Sandra was not the only one to come from Melbourne, she brought along Mall Webb (musician and vocalist) and Jodee Mundy (theatre performer). Godi was also supported by a number of seasoned theatre performers, Wawan Sofwan, Sahlan Bahuy, and Heliana Sinaga. Backstage, Aji Sangiaji and Deden Bulqini arranged the lights and multimedia. Their performance this time was the result of the Mainteater Bandung along with the support of many parties such as Multicultural Arts Victoria. Two years earlier, Urat Jagat, looked amazing at La Mama Theatre, Melbourne. On the diplomacy stage, was light and funny, but laden with meaning.

 

Sahlan, Mall, Wawan, Sandra, Helina & Jodee-OZIP
Sahlan Bahuy, Jodee Mundy, Wawan Sofwan, Sandra Fiona Long, Helaina Sinaga & Mal Webb.

 

Urat Jagat is a collection of the best poetry works of Godi Suwarna as the project has the sounds of nature and the beauty of the Sundanese words in full rhythm, a portrait of anxiety, anger and pain, but full of humour. Godi is the most important Sundanese literary writer today. He has won three literary Rancage prizes for poetry, short stories, and novels. He is also a theatre performer and a skilled poet. At this performance, thirteen of his poems were recited, amongst others: Urat Jagat, Libanon, Grand Prix, Orkes Malayu; Jagat Alit, Si Ujang Jalan-jalan, Studio Armagedon, and Simpening Simpe.

 

“Sundanese has an emphasis on lentong (intonation) that is full of expression and cannot be easily understood in English,” Godi said proudly. His persistance in using Sundanese has also been one of the strengths of his work and has taken him around Australia and Europe.

════════════════════

* Actions to take
1. According to the Urat Jagat performance article, how many Rancage prizes has Godi won?
2. Reproduce word for word the part of the Urat Jagat article between "Sandra was not" and "laden with meaning.", inclusive.
3. Resume the article on the Urat Jagat performance from the point where it stops.

* Data extract

════════════════════

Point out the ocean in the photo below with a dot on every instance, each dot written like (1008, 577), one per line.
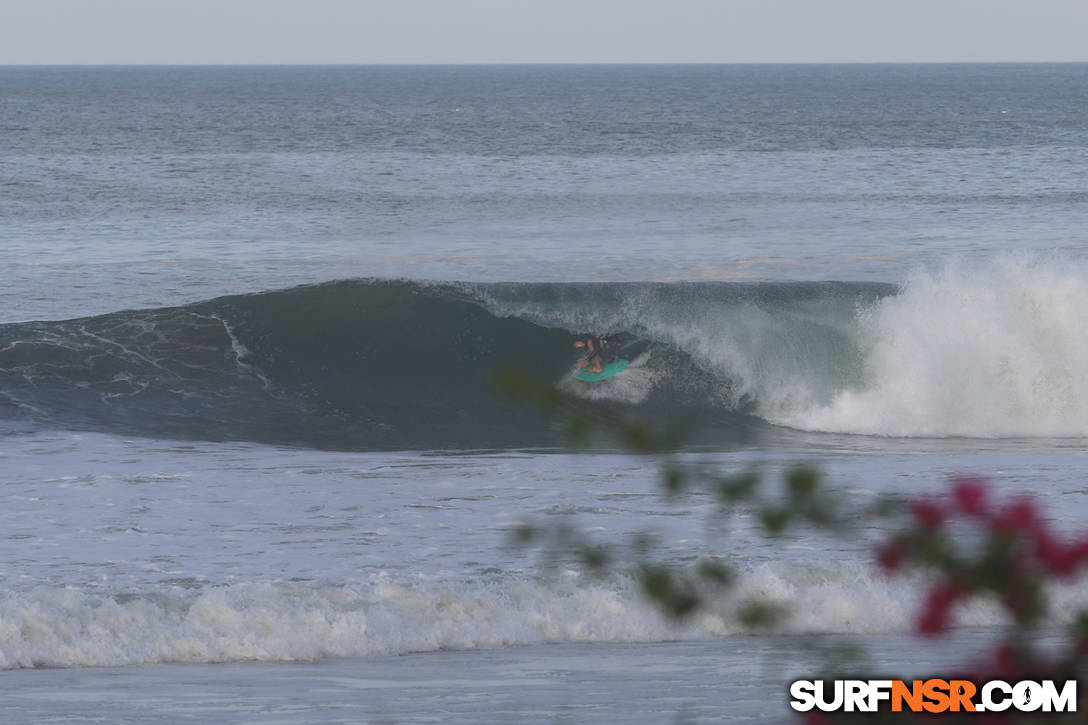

════════════════════

* Expected responses
1. Three: for poetry, short stories, and novels.

2.
Sandra was not the only one to come from Melbourne, she brought along Mall Webb (musician and vocalist) and Jodee Mundy (theatre performer). Godi was also supported by a number of seasoned theatre performers, Wawan Sofwan, Sahlan Bahuy, and Heliana Sinaga. Backstage, Aji Sangiaji and Deden Bulqini arranged the lights and multimedia. Their performance this time was the result of the Mainteater Bandung along with the support of many parties such as Multicultural Arts Victoria. Two years earlier, Urat Jagat, looked amazing at La Mama Theatre, Melbourne. On the diplomacy stage, was light and funny, but laden with meaning.

3.
Urat Jagat was performed bilingually. A spectacle that is still rare for the Indonesian public. As soon as Godi read in Sundanese, it certainly felt familiar to the audience. But, when Sandra, Jodee and Mal Webb read the English version, it became a unique spectacle. When performing in Melbourne, this coupled with sign language performed by Jodee.

 

The performance of Urat Jagat combines the power of words with the body of the players and the support of the multimedia visualization. For example, the poem entitled Lebanon (Libanon) the action featured action shots, flying birds, the rustle of wind and the sound of bombs. Plus background images of Lebanon on the big screen, the eerie atmospher and destruction of the city was smothering. While with the Malay Orchestra (Orkes Melayu) poetry, there was a display of dangdut singers and actors as well as the massive dangdut fans complete with the typical shaking and screaming.

 

On the poetry stage, Indonesians introduced the beauty of Sundanese as one among the hundred of existing regional languages. While Australian artists tried to understand the cultural complexities of the English language. And when words cannot bridge the gap, body language can unite them. Godi’s poetry is liquid and easy to digest. Poetry, has proved to be a tool for diplomacy and a vehicle for mutual understanding.

 

So, let’s make poetry.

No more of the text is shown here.